* Problem description *
Retype every record exactly. Skip the images.

* Material for the task *
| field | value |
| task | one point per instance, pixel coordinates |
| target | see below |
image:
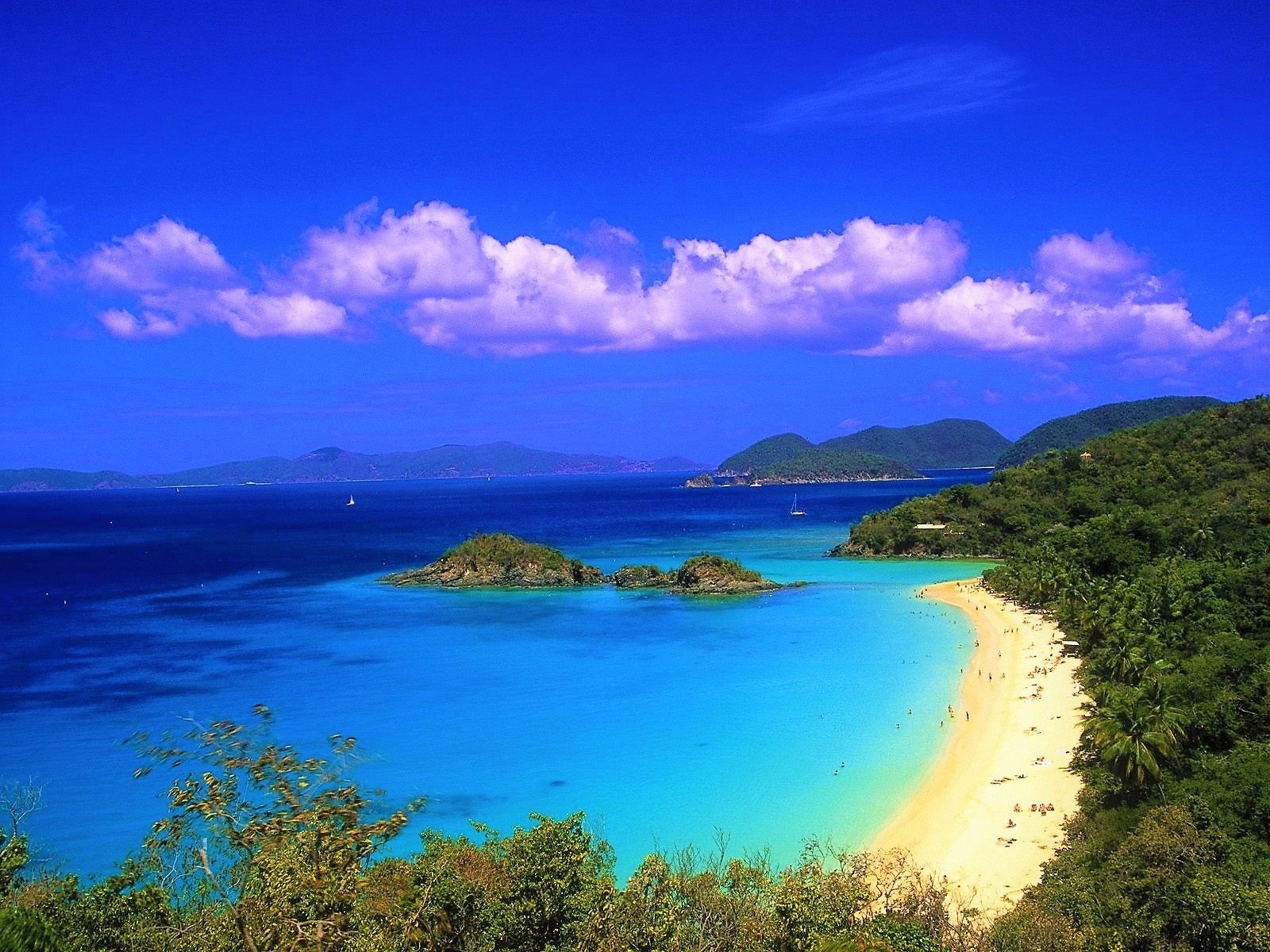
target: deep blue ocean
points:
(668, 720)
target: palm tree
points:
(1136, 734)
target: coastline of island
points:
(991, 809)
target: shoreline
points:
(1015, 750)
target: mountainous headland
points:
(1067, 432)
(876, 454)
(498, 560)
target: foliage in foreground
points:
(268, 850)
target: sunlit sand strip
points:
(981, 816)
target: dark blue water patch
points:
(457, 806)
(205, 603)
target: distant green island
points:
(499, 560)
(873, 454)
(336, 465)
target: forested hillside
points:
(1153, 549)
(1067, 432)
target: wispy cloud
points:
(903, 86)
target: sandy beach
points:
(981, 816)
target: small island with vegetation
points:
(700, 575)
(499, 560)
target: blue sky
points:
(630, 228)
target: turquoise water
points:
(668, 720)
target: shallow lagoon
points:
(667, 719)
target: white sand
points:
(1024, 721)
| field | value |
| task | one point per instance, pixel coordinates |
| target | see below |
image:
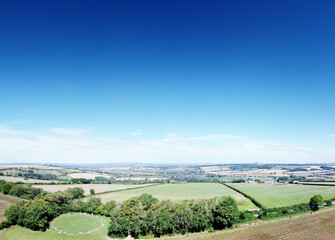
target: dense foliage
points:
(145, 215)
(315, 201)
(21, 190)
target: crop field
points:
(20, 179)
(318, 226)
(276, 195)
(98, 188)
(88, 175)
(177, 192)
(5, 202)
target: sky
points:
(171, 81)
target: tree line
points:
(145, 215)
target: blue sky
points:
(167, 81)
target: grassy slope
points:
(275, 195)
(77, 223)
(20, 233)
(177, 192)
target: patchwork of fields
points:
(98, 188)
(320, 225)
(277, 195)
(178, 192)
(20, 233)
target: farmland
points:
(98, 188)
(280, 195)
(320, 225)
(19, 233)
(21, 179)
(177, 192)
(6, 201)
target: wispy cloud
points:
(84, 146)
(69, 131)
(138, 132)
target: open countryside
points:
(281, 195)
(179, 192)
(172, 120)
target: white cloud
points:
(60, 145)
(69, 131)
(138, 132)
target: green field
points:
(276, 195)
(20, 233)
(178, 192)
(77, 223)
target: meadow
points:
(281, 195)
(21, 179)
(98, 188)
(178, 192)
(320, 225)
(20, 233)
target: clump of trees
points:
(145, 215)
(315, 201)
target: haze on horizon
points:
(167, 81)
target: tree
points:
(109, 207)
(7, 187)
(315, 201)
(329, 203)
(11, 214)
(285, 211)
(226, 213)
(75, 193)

* Task result *
| field | value |
| task | one point per instance, pixel coordinates |
| target | see below |
image:
target: deep blue ocean
points:
(668, 720)
target: palm tree
points:
(1136, 734)
target: coastline of island
points:
(991, 809)
target: shoreline
points:
(1015, 750)
target: mountainous headland
points:
(1067, 432)
(876, 454)
(498, 560)
target: foliage in foreground
points:
(268, 850)
target: sunlit sand strip
points:
(981, 816)
target: dark blue water patch
points:
(457, 806)
(205, 603)
target: distant green island
points:
(499, 560)
(873, 454)
(336, 465)
target: forested hillside
points:
(1153, 549)
(1067, 432)
target: wispy cloud
points:
(903, 86)
target: sandy beach
points:
(981, 816)
target: small island with vegetation
points:
(700, 575)
(499, 560)
target: blue sky
points:
(630, 228)
target: turquoise water
points:
(668, 720)
target: shallow lagoon
points:
(667, 719)
target: white sand
points:
(1024, 721)
| field | value |
| task | one point per instance, pixel coordinates |
| target | see below |
image:
target: dense foliage
points:
(145, 215)
(315, 201)
(21, 190)
target: crop field
points:
(20, 179)
(318, 226)
(276, 195)
(98, 188)
(88, 175)
(177, 192)
(5, 202)
target: sky
points:
(171, 81)
target: tree line
points:
(145, 215)
target: blue sky
points:
(167, 81)
target: grassy slope
points:
(275, 195)
(77, 223)
(20, 233)
(177, 192)
target: patchwork of fields
points:
(98, 188)
(320, 225)
(277, 195)
(178, 192)
(20, 233)
target: farmland
points:
(98, 188)
(280, 195)
(320, 225)
(19, 233)
(21, 179)
(177, 192)
(6, 201)
target: wispy cloud
points:
(84, 146)
(69, 131)
(138, 132)
target: open countryside
points:
(281, 195)
(179, 192)
(172, 120)
target: white cloud
points:
(60, 145)
(69, 131)
(138, 132)
target: green field
points:
(276, 195)
(20, 233)
(178, 192)
(77, 223)
target: meadow
points:
(281, 195)
(21, 179)
(98, 188)
(178, 192)
(320, 225)
(20, 233)
target: clump of trees
points:
(145, 215)
(315, 201)
target: haze on horizon
points:
(167, 81)
target: tree
points:
(109, 207)
(7, 187)
(315, 201)
(329, 203)
(11, 214)
(285, 211)
(226, 213)
(75, 193)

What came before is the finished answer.